_Stated exercise_
Count the lines in the items below that contain the string "hind", treating uppercase and lowercase letters as different. Reply with the number alone.

_Given entries_
--*--

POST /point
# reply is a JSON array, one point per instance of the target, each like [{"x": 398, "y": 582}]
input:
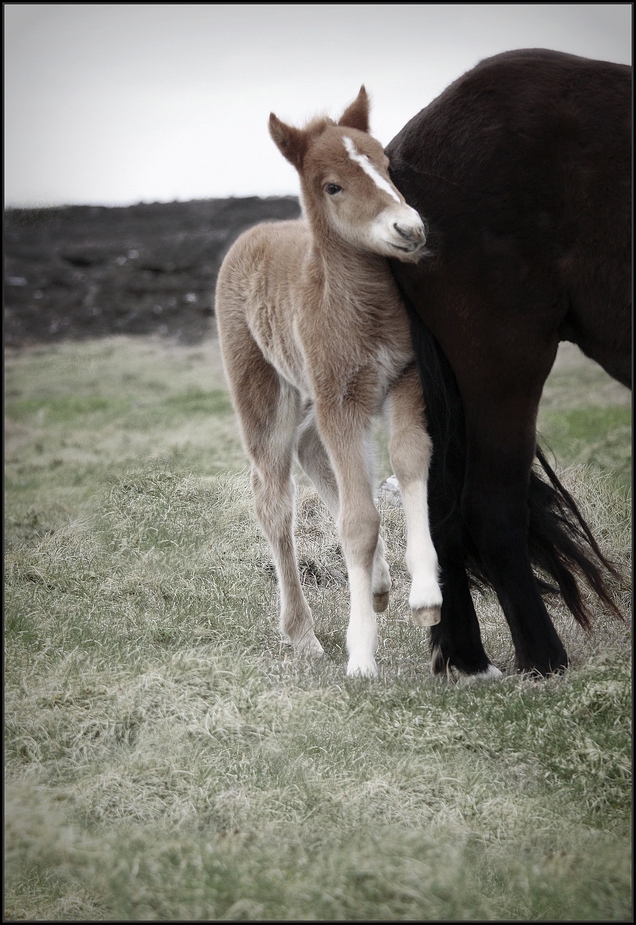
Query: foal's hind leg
[
  {"x": 410, "y": 449},
  {"x": 314, "y": 459}
]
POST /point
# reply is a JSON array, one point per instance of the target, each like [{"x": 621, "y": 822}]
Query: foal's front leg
[
  {"x": 358, "y": 526},
  {"x": 314, "y": 459},
  {"x": 410, "y": 450}
]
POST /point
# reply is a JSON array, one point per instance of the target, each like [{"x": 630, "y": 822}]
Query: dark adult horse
[{"x": 522, "y": 168}]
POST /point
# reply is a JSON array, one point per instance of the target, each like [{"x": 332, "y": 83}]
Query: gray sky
[{"x": 120, "y": 103}]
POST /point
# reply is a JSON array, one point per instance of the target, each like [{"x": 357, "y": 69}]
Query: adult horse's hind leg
[
  {"x": 501, "y": 448},
  {"x": 314, "y": 459},
  {"x": 410, "y": 450}
]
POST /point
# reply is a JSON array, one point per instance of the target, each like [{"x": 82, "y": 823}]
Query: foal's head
[{"x": 345, "y": 183}]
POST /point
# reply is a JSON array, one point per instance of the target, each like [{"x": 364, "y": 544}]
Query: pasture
[{"x": 167, "y": 758}]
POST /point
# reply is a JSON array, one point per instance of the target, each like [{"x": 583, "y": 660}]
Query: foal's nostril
[{"x": 416, "y": 234}]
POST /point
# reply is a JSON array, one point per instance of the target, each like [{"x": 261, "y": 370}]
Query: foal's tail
[{"x": 561, "y": 544}]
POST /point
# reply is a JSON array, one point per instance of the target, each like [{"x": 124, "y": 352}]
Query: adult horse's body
[{"x": 522, "y": 169}]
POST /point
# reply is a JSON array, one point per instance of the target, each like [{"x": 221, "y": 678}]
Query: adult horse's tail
[{"x": 562, "y": 547}]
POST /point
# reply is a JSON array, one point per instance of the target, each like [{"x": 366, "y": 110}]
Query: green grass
[{"x": 166, "y": 757}]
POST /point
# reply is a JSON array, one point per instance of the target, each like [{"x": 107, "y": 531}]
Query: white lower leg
[
  {"x": 362, "y": 632},
  {"x": 425, "y": 598},
  {"x": 381, "y": 578}
]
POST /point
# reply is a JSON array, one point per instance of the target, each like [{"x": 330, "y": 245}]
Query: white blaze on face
[{"x": 368, "y": 168}]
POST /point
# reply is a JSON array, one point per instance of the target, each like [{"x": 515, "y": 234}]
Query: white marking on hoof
[
  {"x": 362, "y": 668},
  {"x": 381, "y": 602},
  {"x": 310, "y": 646},
  {"x": 490, "y": 674},
  {"x": 426, "y": 616}
]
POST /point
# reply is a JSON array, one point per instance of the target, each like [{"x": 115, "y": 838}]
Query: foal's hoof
[
  {"x": 381, "y": 601},
  {"x": 426, "y": 616},
  {"x": 309, "y": 645}
]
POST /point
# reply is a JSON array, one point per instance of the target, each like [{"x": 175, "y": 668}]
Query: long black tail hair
[{"x": 562, "y": 547}]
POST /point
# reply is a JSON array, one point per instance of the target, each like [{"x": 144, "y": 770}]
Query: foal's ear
[
  {"x": 290, "y": 141},
  {"x": 357, "y": 114}
]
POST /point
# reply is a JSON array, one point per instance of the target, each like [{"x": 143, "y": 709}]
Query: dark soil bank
[{"x": 87, "y": 271}]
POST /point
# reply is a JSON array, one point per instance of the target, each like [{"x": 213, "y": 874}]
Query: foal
[{"x": 315, "y": 341}]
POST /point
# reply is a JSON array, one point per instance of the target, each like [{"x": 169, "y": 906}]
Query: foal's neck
[{"x": 346, "y": 267}]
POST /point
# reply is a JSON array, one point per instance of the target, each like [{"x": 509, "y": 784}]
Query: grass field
[{"x": 166, "y": 757}]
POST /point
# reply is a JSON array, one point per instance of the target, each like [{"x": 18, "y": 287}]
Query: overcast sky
[{"x": 115, "y": 104}]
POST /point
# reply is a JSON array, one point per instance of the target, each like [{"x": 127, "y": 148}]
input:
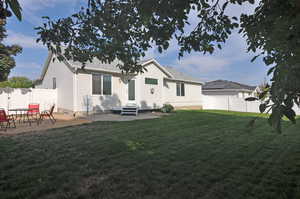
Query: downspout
[{"x": 75, "y": 90}]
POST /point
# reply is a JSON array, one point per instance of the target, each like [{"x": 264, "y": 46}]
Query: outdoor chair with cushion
[
  {"x": 49, "y": 114},
  {"x": 8, "y": 119},
  {"x": 33, "y": 112}
]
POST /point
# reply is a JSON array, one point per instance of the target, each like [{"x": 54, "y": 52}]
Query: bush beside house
[{"x": 17, "y": 82}]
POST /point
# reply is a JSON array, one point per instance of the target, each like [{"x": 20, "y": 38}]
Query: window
[
  {"x": 96, "y": 84},
  {"x": 180, "y": 89},
  {"x": 101, "y": 84},
  {"x": 54, "y": 82},
  {"x": 106, "y": 84},
  {"x": 151, "y": 81}
]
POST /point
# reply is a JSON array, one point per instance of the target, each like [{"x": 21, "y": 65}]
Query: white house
[
  {"x": 220, "y": 88},
  {"x": 101, "y": 87}
]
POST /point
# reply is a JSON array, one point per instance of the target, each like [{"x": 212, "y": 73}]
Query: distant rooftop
[{"x": 226, "y": 85}]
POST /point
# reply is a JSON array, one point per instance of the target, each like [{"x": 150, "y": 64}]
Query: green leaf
[
  {"x": 275, "y": 119},
  {"x": 271, "y": 70},
  {"x": 290, "y": 114},
  {"x": 254, "y": 58},
  {"x": 250, "y": 99},
  {"x": 16, "y": 8},
  {"x": 225, "y": 5},
  {"x": 262, "y": 108}
]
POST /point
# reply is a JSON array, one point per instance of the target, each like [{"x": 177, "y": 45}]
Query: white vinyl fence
[
  {"x": 20, "y": 98},
  {"x": 232, "y": 103}
]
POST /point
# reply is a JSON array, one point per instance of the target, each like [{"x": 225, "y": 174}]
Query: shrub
[
  {"x": 17, "y": 82},
  {"x": 167, "y": 108}
]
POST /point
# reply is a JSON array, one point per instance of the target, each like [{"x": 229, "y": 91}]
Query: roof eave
[
  {"x": 227, "y": 90},
  {"x": 183, "y": 80}
]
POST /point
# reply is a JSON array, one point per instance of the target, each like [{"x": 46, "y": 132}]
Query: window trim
[
  {"x": 181, "y": 85},
  {"x": 151, "y": 79},
  {"x": 102, "y": 74},
  {"x": 54, "y": 83}
]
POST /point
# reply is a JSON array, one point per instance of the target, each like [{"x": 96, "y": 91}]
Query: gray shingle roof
[
  {"x": 112, "y": 67},
  {"x": 226, "y": 85},
  {"x": 97, "y": 65}
]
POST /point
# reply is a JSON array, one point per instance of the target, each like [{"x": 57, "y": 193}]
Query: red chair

--*--

_Task result_
2